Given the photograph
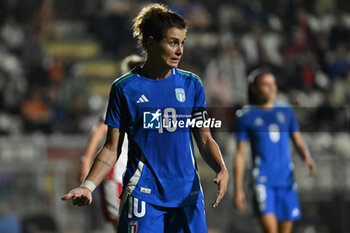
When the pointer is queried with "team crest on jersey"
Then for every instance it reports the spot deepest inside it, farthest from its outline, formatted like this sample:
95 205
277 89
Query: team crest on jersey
180 94
281 118
132 227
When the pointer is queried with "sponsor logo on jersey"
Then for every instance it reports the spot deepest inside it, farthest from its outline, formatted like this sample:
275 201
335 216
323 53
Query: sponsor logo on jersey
295 212
142 99
281 118
132 227
145 190
180 94
258 121
170 121
152 120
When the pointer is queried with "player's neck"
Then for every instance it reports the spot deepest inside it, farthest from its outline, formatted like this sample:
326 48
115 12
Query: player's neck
153 71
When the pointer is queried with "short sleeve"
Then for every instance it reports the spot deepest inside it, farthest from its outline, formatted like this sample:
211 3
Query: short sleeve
294 125
241 129
199 99
114 108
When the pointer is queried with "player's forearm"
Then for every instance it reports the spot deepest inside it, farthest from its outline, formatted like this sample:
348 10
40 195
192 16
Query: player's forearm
212 155
93 142
102 165
239 171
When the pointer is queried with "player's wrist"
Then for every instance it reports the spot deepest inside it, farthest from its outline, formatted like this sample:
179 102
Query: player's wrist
89 185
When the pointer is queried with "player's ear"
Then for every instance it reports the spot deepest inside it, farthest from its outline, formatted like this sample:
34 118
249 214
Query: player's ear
150 42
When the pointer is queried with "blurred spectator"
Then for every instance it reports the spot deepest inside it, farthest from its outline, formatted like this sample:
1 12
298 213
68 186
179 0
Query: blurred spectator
198 17
225 78
256 12
46 17
340 33
35 112
339 64
13 35
340 91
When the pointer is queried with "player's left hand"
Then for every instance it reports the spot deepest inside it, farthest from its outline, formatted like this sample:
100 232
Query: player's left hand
222 181
309 162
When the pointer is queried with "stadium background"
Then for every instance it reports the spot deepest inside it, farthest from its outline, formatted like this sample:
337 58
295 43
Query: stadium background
58 59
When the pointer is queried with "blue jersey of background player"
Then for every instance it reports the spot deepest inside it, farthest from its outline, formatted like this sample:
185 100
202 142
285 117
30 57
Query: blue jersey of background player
269 126
161 192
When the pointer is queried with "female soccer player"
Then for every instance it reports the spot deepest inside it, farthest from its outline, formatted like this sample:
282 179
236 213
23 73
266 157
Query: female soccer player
153 104
269 126
111 186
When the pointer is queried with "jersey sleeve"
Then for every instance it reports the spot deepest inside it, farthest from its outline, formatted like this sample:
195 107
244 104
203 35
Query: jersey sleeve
294 125
199 99
114 108
241 129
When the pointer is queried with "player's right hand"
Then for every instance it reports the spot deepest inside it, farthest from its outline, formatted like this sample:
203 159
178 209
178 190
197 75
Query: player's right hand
80 196
240 200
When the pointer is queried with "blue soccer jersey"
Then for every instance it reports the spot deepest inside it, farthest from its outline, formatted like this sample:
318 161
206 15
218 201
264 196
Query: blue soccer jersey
269 133
161 167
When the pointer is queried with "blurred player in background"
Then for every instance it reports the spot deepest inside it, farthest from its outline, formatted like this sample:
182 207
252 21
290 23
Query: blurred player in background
111 186
268 126
161 188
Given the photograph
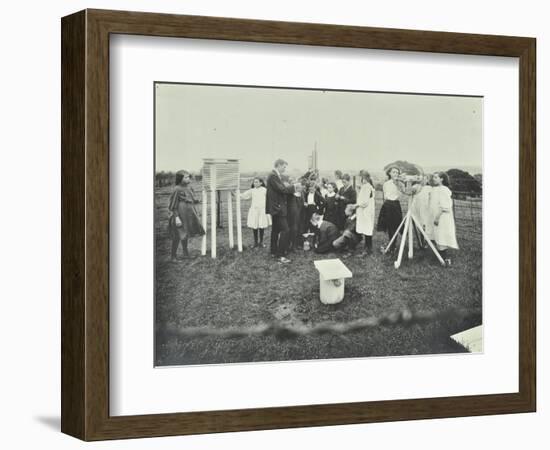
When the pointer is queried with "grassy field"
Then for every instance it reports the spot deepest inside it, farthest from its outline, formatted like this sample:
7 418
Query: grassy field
251 288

Directions for this task:
Extract the full listing above verbatim; pictures are to be left out of the copy.

Exercise answer:
Given the photograph
When the pointer is queried with "team crest on jersey"
Then for every instance it reports the spot deepest inside it, farthest from its outline, formatted like this sample:
95 205
277 89
Query: team crest on jersey
180 94
281 118
132 227
When the pointer is queried with "sponsor logo on jersey"
Then for every instance it reports the spot deepest inside it, farthest from its outline, formatted like this sample:
275 201
335 216
323 53
Query: sponsor logo on jersey
295 212
142 99
281 118
132 227
145 190
180 94
258 121
170 121
152 120
When the pointer is queried with "player's neck"
Then for every instance it reports the spot deepest inside it, farthest from its outline, formatted like this sample:
326 48
115 12
Query: player's neck
153 71
When the pointer is queried with "short sleeve"
Then for every instance it reports the spot deepest inside it, farthest from its outline, formatted like this sample:
211 3
Query: short sleeve
294 125
241 129
199 99
114 108
When the pointer is queried with "player's forearm"
Then for every instance it reports the spot deepest inside it, farthest from its outline, formatted like this sample:
348 10
40 195
192 16
Query: player's forearm
212 155
93 142
102 165
239 171
When the pointer is queried with "player's wrist"
Then for every instance it reports the spot deepest inside it, farthest from its outline, formatted like this sample:
179 102
Query: player's wrist
89 185
When the pointer is queried with "player's ear"
Then for every instance it reports the spot deepest inside it, farthest from its outline, formatted like this sample:
34 118
249 214
Query: player's ear
150 42
When the pointer is queried with "blurred spectator"
Then for every instance it reports the spot deepest inside it, farthest from its outline, formatted like this sample:
1 12
298 213
68 186
179 0
Query: blurred spectator
198 17
225 78
256 12
46 17
340 33
35 112
339 64
13 35
340 91
When the pointer is queried with "player's left hand"
Then for every instance it reports the spot deepest inside it, farthest from its outline, formatted like this sample:
100 232
Query: player's left hand
222 181
309 162
When the pointer is queried with "stadium background"
Then for every instance it reports the spot deepest inside it, farthest from its outline, formatted like this sample:
337 58
295 43
Query: stadium background
58 59
When the pointer is queried with "blue jersey of background player"
Then for every instance it reports the spot deepest inside it, farthest from its outline, formatted like this sample:
185 100
202 142
285 117
30 57
Query: blue jersey of background player
269 126
161 192
When the pointer is queried with "female soccer player"
Then for every instance it reports the spot deepest inside it, farthest from its outline, formatted like this sample:
282 179
236 213
23 73
266 157
Query: female soccer player
153 104
269 126
111 186
When the pointer is queried with "jersey sleeve"
Then for every instance it reports the spot deepest inside it, farthest from its outline, formatted like this sample:
195 107
244 104
203 35
Query: jersey sleeve
294 125
199 99
114 108
241 129
When the pointer is queried with "player's right hand"
Then for every instance it reports the spot deepest inside it, farthest from its outline, formatted like this sample:
203 159
178 209
178 190
197 75
Query: player's right hand
80 196
240 200
When the pointer is queried with "blue soccer jersey"
Then for every instance it reports the spot deepest inside it, farthest from its outline, formatted like this sample:
318 161
206 15
218 201
264 196
Query: blue soccer jersey
269 133
161 167
When the pointer is queried with "blurred player in background"
Then for every instance it reports the spot deepest inside it, farthest from its outline, formatted like this sample:
182 207
252 21
290 23
Query: blurred player in background
111 186
268 126
161 188
Given the photograph
When the pointer is queried with "grassy field"
Then for every instance it reports the spot deepest inside it, farthest from its outline, formatted like this sample:
7 418
Query: grassy field
251 288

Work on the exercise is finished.